**REQUIREMENT:**
From the first line to the last, give the records again exactly and skip the pictures.

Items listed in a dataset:

BEGIN

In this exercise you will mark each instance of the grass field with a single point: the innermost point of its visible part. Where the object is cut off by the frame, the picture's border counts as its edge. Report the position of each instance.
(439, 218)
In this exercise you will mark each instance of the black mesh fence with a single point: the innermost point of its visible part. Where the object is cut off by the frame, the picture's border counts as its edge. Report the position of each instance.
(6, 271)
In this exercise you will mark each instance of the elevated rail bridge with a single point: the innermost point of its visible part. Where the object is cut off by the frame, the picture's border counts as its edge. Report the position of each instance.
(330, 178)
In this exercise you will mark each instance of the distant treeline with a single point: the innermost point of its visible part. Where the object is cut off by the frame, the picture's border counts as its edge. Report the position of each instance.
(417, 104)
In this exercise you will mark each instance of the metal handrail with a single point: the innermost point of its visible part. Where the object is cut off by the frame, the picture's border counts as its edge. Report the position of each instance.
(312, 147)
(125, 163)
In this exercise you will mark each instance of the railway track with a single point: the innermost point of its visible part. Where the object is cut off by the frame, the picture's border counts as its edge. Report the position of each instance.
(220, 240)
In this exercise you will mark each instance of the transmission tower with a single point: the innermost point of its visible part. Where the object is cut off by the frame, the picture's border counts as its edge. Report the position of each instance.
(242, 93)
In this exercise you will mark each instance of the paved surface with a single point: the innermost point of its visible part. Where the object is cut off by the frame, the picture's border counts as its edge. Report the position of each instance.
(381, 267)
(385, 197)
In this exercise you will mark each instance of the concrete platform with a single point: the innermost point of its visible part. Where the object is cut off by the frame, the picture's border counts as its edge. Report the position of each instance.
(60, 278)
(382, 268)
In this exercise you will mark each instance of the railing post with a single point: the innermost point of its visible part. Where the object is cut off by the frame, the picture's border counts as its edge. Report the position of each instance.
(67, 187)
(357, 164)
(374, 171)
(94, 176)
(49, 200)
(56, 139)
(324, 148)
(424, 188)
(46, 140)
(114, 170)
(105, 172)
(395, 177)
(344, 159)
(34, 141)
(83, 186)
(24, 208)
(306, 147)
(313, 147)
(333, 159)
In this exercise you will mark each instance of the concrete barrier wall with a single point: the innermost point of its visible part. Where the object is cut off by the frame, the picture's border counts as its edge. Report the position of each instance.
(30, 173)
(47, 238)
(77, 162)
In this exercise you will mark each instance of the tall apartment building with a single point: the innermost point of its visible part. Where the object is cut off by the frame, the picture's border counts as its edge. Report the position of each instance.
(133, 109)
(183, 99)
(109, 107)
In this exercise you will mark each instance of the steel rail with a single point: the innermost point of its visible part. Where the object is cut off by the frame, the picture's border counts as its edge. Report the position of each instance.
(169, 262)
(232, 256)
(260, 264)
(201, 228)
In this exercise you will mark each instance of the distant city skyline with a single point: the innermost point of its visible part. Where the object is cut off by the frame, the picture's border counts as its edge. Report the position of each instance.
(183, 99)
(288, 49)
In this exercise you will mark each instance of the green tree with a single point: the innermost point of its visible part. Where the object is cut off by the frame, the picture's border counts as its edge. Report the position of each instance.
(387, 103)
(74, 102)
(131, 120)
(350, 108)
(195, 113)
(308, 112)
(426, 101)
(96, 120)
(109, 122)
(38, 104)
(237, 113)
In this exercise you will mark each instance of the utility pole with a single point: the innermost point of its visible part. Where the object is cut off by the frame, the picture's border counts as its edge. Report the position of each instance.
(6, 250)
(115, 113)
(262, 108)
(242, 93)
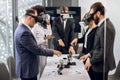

END

**ANSWER FOR THE TASK:**
In this exercise you will mark each instance of the grass field with a single point: the innermost point of its visible part. Where the object is cut off by the frame, the picture's border counts as its edge. Report the position of each instance.
(439, 218)
In this exercise you will mark each instance of the black mesh fence with a single point: the innermost point of its visible part. Where the object is cut off by the frame, the picture's border counts as its edge. Report the position of each instance.
(6, 271)
In this exercise you will mark each instance of the elevated rail bridge with a single point: the innermost point of its visible part. Where the object is cut off by the frame, the picture's border counts as its edge. Report the position of each instance.
(330, 178)
In this exercise you will mark each instance of the distant treeline with a single point: the innermost point of its visible part. Where the object is cut off by the frame, the picture's border counts as its edge. Report the position of each instance.
(417, 104)
In this exercise you will mark each instance of the metal handrail with a single point: the innermost point of its visible part. Where the object is cut off by the frame, the picture's border counts as its edge. Report the position of each instance.
(312, 147)
(125, 163)
In this exercise you will mark each instance of the railway track with a single point: the innermost point of its visible part. Where the object is cut off by the frame, the picture's border counts as its edge. Report the position of each instance.
(220, 240)
In this exercise you will mark each instance of the transmission tower with a single point: the innermost point of its visible part. Where the object is cut off by the frame, the picture's border counts as its edge. Report the position of each instance.
(242, 93)
In this exercise you will mark each instance of the paved surface with a single point: the innermost point of its visible part. Where the object is cut off by the frame, the picture's border counts as its edge. Report the position of each instance.
(381, 267)
(385, 197)
In this exercise you will mark each instance of the concrete platform with a single point: the innermost point of its visible part. Where the object is cut off by the frame, the picture's border counts as its edge. Report the position of each instance.
(60, 278)
(382, 268)
In this exercise you will mark each instance of the railing post with a single point: the innermost point of its visible part. Where the object is cut off by the frame, the picture's border counts as its edge. Report the position of each instance.
(67, 187)
(357, 164)
(374, 171)
(94, 176)
(49, 200)
(56, 139)
(324, 148)
(424, 188)
(46, 140)
(114, 170)
(105, 172)
(395, 177)
(344, 159)
(34, 141)
(83, 186)
(24, 208)
(306, 147)
(313, 147)
(333, 159)
In this exercise you will mark each instance of the concrete barrier wall with a single point: the innermost point of its visible part. Where the object is cut off by the frame, the picture's border counts as its edge. Report the position of each instance.
(30, 173)
(47, 238)
(77, 162)
In this exercise you will mark each instance of the tall apartment building with a single point: the innermost point of its visible part. Where the object is cut off by the frame, the picture's border counts as its edge. Report the position of each instance.
(133, 109)
(183, 99)
(109, 107)
In this exercise you will mark each instance of the steel rail with a single point: the innermost point of its visible part. Where the object is cut off by the frame, the picture's border counts as its edge. Report the position of each instance.
(169, 262)
(232, 256)
(260, 264)
(201, 228)
In this exercise you will mark each instance of the distant city skyline with a single point: the innermost point of its visible part. Where the object is cut off by the frame, the picture's border counts as its edge. Report the position of each instance.
(183, 99)
(288, 49)
In this exercise you will mark each instance of the green tree with a single point: the innermost point of its visible part. Where the object is cut off by the frame, the picture's border counts as its edge. Report the position of each instance.
(387, 103)
(74, 102)
(131, 120)
(350, 108)
(195, 113)
(308, 112)
(426, 101)
(96, 120)
(109, 122)
(38, 104)
(237, 113)
In this exercise you will mark each instance of the utility pole with a single point: the innermost point of its visible part. Where the object is cut off by the frame, the picture's border counts as its edge. Report the position of each instance.
(6, 250)
(115, 113)
(262, 108)
(242, 93)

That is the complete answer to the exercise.